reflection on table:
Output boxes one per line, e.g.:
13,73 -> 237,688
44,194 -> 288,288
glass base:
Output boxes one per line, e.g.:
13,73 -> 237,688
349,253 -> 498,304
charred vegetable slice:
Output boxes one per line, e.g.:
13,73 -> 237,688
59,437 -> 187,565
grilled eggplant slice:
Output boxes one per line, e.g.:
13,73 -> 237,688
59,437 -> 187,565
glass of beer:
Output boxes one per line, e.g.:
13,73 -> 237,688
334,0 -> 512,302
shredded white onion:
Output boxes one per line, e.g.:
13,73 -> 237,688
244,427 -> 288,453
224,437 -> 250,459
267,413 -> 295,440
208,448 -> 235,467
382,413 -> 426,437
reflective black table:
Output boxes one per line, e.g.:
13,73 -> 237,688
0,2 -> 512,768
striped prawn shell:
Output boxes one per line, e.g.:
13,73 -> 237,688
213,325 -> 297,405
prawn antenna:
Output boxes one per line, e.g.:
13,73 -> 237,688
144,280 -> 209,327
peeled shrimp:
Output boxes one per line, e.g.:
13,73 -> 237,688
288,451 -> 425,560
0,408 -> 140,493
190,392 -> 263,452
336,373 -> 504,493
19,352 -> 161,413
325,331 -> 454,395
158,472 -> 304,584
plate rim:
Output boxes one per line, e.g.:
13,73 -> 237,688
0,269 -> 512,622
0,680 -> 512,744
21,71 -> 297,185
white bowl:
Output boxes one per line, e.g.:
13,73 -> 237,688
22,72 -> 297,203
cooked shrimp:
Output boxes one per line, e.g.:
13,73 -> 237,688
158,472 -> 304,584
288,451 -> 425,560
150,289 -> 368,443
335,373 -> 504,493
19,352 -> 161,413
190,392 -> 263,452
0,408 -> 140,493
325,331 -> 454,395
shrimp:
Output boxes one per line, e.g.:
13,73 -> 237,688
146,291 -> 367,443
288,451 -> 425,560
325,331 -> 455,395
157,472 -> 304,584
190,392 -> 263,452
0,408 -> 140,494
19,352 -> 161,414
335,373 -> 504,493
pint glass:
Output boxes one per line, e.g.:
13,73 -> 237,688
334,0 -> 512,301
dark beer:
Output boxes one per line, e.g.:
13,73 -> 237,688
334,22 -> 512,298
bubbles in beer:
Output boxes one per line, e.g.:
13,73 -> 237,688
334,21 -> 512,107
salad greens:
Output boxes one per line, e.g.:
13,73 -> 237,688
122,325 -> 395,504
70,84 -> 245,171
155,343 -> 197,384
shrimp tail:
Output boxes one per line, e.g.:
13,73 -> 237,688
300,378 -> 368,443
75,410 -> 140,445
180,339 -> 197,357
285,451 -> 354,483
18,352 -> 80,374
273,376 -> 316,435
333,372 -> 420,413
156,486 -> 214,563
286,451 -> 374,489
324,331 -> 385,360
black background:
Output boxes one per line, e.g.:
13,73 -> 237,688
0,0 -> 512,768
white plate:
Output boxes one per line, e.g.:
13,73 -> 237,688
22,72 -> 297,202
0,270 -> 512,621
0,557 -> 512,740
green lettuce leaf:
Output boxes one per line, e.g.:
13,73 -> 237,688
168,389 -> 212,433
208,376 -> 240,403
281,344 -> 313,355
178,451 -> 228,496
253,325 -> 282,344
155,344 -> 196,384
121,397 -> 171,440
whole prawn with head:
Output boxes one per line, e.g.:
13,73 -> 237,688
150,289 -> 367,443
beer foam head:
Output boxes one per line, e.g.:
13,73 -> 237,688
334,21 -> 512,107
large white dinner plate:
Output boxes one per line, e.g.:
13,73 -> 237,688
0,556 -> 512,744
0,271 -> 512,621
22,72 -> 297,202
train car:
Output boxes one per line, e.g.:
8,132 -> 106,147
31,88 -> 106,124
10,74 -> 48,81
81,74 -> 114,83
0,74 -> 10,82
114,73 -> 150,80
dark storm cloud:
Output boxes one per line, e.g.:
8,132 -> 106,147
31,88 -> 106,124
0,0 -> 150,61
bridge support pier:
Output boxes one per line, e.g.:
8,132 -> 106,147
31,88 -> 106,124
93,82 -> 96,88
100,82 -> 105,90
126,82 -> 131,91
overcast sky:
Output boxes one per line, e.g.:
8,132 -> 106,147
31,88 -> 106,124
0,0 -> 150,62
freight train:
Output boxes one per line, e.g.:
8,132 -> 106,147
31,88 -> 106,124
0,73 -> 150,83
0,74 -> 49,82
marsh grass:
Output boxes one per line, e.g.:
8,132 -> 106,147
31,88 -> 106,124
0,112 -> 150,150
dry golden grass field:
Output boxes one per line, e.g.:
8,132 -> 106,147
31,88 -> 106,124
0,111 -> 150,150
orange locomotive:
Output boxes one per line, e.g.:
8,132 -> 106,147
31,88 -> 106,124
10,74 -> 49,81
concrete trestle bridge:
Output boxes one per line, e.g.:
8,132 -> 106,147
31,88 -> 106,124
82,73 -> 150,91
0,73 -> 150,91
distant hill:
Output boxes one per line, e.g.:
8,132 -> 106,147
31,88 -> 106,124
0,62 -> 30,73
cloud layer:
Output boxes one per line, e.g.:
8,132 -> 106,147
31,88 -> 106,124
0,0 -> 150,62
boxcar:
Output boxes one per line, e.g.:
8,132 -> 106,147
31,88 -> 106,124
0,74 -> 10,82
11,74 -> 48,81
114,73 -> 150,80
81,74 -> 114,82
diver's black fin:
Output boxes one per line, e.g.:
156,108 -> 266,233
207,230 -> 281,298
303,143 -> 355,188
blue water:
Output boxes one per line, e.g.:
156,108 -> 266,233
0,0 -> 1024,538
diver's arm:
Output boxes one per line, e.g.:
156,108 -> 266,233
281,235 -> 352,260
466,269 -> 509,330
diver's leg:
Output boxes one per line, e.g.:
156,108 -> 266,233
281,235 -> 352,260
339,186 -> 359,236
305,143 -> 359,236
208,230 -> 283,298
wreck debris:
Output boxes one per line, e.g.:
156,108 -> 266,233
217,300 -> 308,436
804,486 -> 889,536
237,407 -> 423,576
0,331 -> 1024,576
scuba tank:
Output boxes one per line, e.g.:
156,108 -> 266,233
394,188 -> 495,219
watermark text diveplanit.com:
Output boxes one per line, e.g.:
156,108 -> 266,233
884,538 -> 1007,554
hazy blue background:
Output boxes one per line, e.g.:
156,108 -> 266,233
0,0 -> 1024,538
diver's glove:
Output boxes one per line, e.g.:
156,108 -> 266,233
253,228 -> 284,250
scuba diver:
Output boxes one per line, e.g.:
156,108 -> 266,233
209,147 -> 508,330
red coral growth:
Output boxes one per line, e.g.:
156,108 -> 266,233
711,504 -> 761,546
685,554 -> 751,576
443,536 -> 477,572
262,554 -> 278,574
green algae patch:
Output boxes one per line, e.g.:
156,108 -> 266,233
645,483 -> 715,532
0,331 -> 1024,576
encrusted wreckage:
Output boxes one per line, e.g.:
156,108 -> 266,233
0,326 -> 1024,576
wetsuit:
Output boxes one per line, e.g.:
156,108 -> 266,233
============================================================
### Work to be completed
Rewrite the records above, changing every "one per line" to "each on its own line" and keeping everything else the same.

### Answer
reflection on table:
Output boxes each on its own line, e.g.:
13,73 -> 237,688
44,194 -> 288,288
glass base:
Output boxes each on its own line, e.g.:
13,73 -> 237,688
349,253 -> 498,304
charred vegetable slice:
Output boxes each on its own line, e.g.:
13,73 -> 237,688
59,437 -> 187,565
grilled eggplant slice:
Output boxes each on its own line, e.g.:
13,73 -> 237,688
59,437 -> 187,565
glass of beer:
Output boxes each on its own line, e.g.:
13,73 -> 237,688
334,0 -> 512,302
shredded white onion:
Output boxes each on its own line, e.g.:
13,73 -> 237,688
244,427 -> 288,453
224,437 -> 250,459
267,413 -> 295,440
208,448 -> 235,467
382,413 -> 426,437
reflective black table:
Output boxes each on its own line, e.g.:
13,73 -> 237,688
0,2 -> 512,768
striped prawn shell:
Output boxes each on its own line, e.g.:
13,73 -> 237,688
213,325 -> 297,405
prawn antenna:
Output boxes each on its own line, e.g.:
13,73 -> 237,688
144,280 -> 209,327
peeled shrimp:
Output boxes each on its own line, e.g.:
13,73 -> 237,688
288,451 -> 425,560
0,408 -> 140,493
190,392 -> 263,452
336,373 -> 504,493
19,352 -> 161,413
325,331 -> 454,395
158,472 -> 304,584
plate rim:
Output boxes each on its own line, e.g.:
13,73 -> 237,688
0,269 -> 512,622
0,680 -> 512,744
21,71 -> 297,185
white bowl:
Output boxes each on its own line, e.g.:
13,73 -> 237,688
22,72 -> 297,203
cooked shrimp:
Output boxes each on its own line, e.g.:
13,73 -> 237,688
158,472 -> 304,584
288,451 -> 425,560
150,289 -> 368,443
335,373 -> 504,493
19,352 -> 161,413
190,392 -> 263,452
0,408 -> 140,493
325,331 -> 454,395
shrimp:
Output boxes each on its own line, e.g.:
13,73 -> 237,688
146,291 -> 367,443
288,451 -> 425,560
325,331 -> 455,395
157,472 -> 304,584
190,392 -> 263,452
0,408 -> 140,494
19,352 -> 161,414
335,373 -> 504,493
pint glass:
Output boxes each on its own line, e.g.:
13,73 -> 237,688
334,0 -> 512,301
dark beer:
Output boxes each on its own line, e.g.:
13,73 -> 237,688
334,22 -> 512,298
bubbles in beer:
Output boxes each on its own line, e.g.:
13,73 -> 237,688
334,21 -> 512,107
salad greens:
Output boxes each on its own line, e.g.:
13,73 -> 237,688
122,325 -> 395,504
70,84 -> 245,171
155,343 -> 197,384
shrimp tail:
Output boxes each on its own line, e.g.:
13,73 -> 237,688
300,378 -> 368,443
75,410 -> 140,445
180,339 -> 197,357
285,451 -> 354,483
18,352 -> 80,374
273,376 -> 316,435
333,372 -> 420,413
156,486 -> 214,563
286,451 -> 374,489
324,331 -> 385,360
black background:
Output boxes each on its own line, e.g.:
13,73 -> 237,688
0,0 -> 512,768
white plate:
Output boxes each on its own line, e.g.:
13,73 -> 237,688
22,72 -> 297,202
0,270 -> 512,621
0,557 -> 512,740
green lettuce leaf:
Output boxes each on its own line, e.g.:
13,73 -> 237,688
168,389 -> 212,433
208,376 -> 240,403
281,344 -> 313,355
178,451 -> 228,496
253,325 -> 282,344
155,344 -> 196,384
121,397 -> 171,440
whole prawn with head:
Output boxes each on its own line, e.g.:
13,73 -> 237,688
150,289 -> 367,443
beer foam head:
Output boxes each on its own line, e.g.:
13,73 -> 237,688
334,21 -> 512,107
large white dinner plate:
Output boxes each on its own line, e.g.:
13,73 -> 237,688
0,556 -> 512,744
0,271 -> 512,621
22,72 -> 297,202
train car:
Output boxes each on its own line, e.g.:
8,132 -> 106,147
31,88 -> 106,124
10,74 -> 48,81
81,74 -> 114,83
0,74 -> 10,82
114,73 -> 150,80
dark storm cloud:
Output boxes each on its own line, e.g.:
8,132 -> 106,147
31,88 -> 106,124
0,0 -> 150,61
bridge support pier:
Output boxes each on its own line, e.g.:
8,132 -> 106,147
31,88 -> 106,124
93,82 -> 96,88
100,82 -> 105,90
126,82 -> 131,91
overcast sky:
Output boxes each on its own line, e.g.:
8,132 -> 106,147
31,88 -> 106,124
0,0 -> 150,62
freight train:
Output boxes each on its own line, e.g.:
8,132 -> 106,147
31,88 -> 106,124
0,73 -> 150,83
0,74 -> 49,82
marsh grass:
Output boxes each on its own line, e.g.:
8,132 -> 106,147
31,88 -> 106,124
0,112 -> 150,150
dry golden grass field:
Output boxes each on its own line, e.g.:
8,132 -> 106,147
31,88 -> 106,124
0,111 -> 150,150
orange locomotive:
Output boxes each on its own line, e.g.:
8,132 -> 106,147
31,88 -> 106,124
10,74 -> 49,81
concrete trestle bridge:
Output boxes each on its own line, e.g.:
8,132 -> 106,147
31,88 -> 106,124
82,73 -> 150,91
0,73 -> 150,91
distant hill:
Output boxes each on its own line, e.g.:
8,132 -> 106,147
31,88 -> 106,124
0,62 -> 30,73
cloud layer:
Output boxes each on its own line, e.g.:
8,132 -> 106,147
31,88 -> 106,124
0,0 -> 150,62
boxcar:
Output boxes each on its own line, e.g.:
8,132 -> 106,147
31,88 -> 106,124
0,74 -> 10,82
11,74 -> 48,81
114,73 -> 150,80
81,74 -> 114,82
diver's black fin:
Output boxes each on its own line, e.g.:
156,108 -> 266,233
207,230 -> 281,298
303,143 -> 355,188
blue water:
Output boxes each on its own line, e.g.:
156,108 -> 266,233
0,0 -> 1024,538
diver's arm:
Output boxes each on its own line, e.g.:
156,108 -> 266,233
281,235 -> 352,260
466,269 -> 509,330
diver's leg:
Output boxes each on its own line, e.g.:
156,108 -> 266,233
281,235 -> 352,260
339,186 -> 359,236
305,143 -> 359,236
208,230 -> 283,298
wreck debris:
Output boxes each on its own line, e.g.:
156,108 -> 266,233
217,300 -> 308,436
804,486 -> 889,536
237,407 -> 423,576
0,331 -> 1024,576
scuba tank:
Output boxes each on its own line, e.g.:
156,108 -> 266,233
394,188 -> 495,219
watermark text diveplanit.com:
Output boxes each on its own line, e.g.:
156,108 -> 266,233
884,538 -> 1007,554
hazy blue background:
Output boxes each on its own line, e.g.:
156,108 -> 266,233
0,0 -> 1024,538
diver's glove:
Output boxes each on its own line, e.g.:
156,108 -> 266,233
253,228 -> 284,250
scuba diver:
Output boxes each on its own line, e.g.:
156,108 -> 266,233
209,147 -> 508,330
red coral growth:
Output boxes each on its own line, e.g.:
156,108 -> 266,233
711,504 -> 761,546
685,554 -> 751,576
443,536 -> 477,572
262,554 -> 278,574
green algae patch:
Output boxes each on its own line, e.g.:
156,108 -> 266,233
645,483 -> 715,532
0,331 -> 1024,576
encrusted wreckage:
Output boxes each on its own line, e.g.:
156,108 -> 266,233
0,326 -> 1024,576
wetsuit:
Output boxes each on its own line, e.g.:
156,108 -> 266,233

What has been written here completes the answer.